SELECTED EXCERPT below:

Pregnant teachers illegally fired at Northwest Side elementary, DOJ alleges

SHARE Pregnant teachers illegally fired at Northwest Side elementary, DOJ alleges

She was a Chicago Public Schools principal of the year, surrounded by children.

But Mary T. Weaver wasn’t too keen on babies being fed at her school, according to a lawsuit filed Tuesday by the Justice Department.

“That isn’t over yet,” she allegedly snapped at a teacher who was nursing her child at Scammon Elementary School on the Northwest Side.

“When will you be done with that?”

In fact, the feds say, Weaver was so opposed to young moms working for her that she fired or otherwise forced out eight pregnant teachers in just five years.

And that, they allege, was a violation of the Civil Rights Act, which explicitly prohibits employers from discriminating against female employees because of pregnancy, childbirth or related medical conditions.

CPS on Tuesday denied the allegations against Weaver, who was a a winner of its Principal Achievement Award in 2013.

But the feds say they have plenty of evidence. Pregnant teachers at Scammon were given lower performance evaluations, disciplined, threatened with termination, in six cases fired and in two more forced to leave by Weaver, the suit against the Chicago Board of Education alleges.

The feds want a judge to impose a court order requiring the board to put in place policies to end discrimination against pregnant teachers, plus compensation for the teachers who were harmed by the alleged discrimination.

End of SELECTED EXCERPT.
DATA LISTING below:

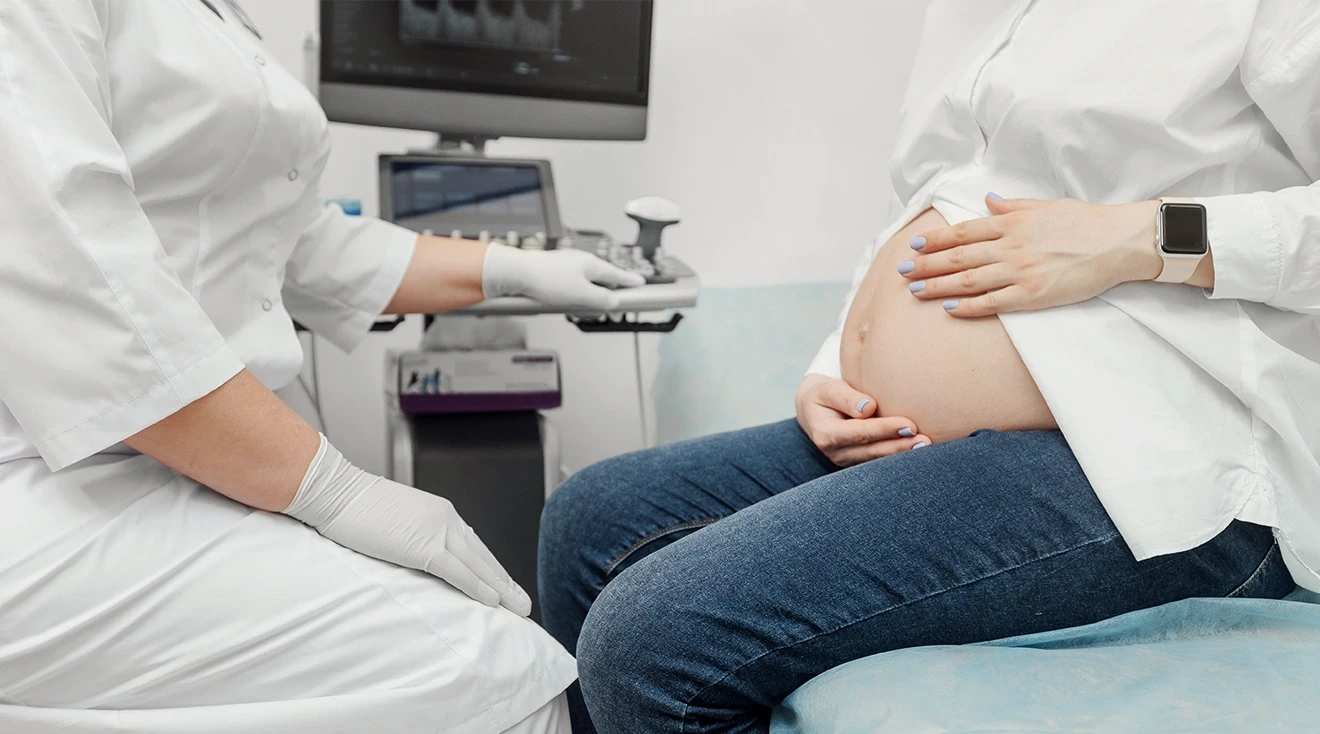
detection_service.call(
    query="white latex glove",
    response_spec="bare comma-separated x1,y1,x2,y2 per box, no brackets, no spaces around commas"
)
482,244,647,312
284,436,532,617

End of DATA LISTING.

Reproduce, word for word, the section of the report on the Scammon Elementary lawsuit above, starting with "SHARE Pregnant teachers" and going on through "just five years.".

SHARE Pregnant teachers illegally fired at Northwest Side elementary, DOJ alleges

She was a Chicago Public Schools principal of the year, surrounded by children.

But Mary T. Weaver wasn’t too keen on babies being fed at her school, according to a lawsuit filed Tuesday by the Justice Department.

“That isn’t over yet,” she allegedly snapped at a teacher who was nursing her child at Scammon Elementary School on the Northwest Side.

“When will you be done with that?”

In fact, the feds say, Weaver was so opposed to young moms working for her that she fired or otherwise forced out eight pregnant teachers in just five years.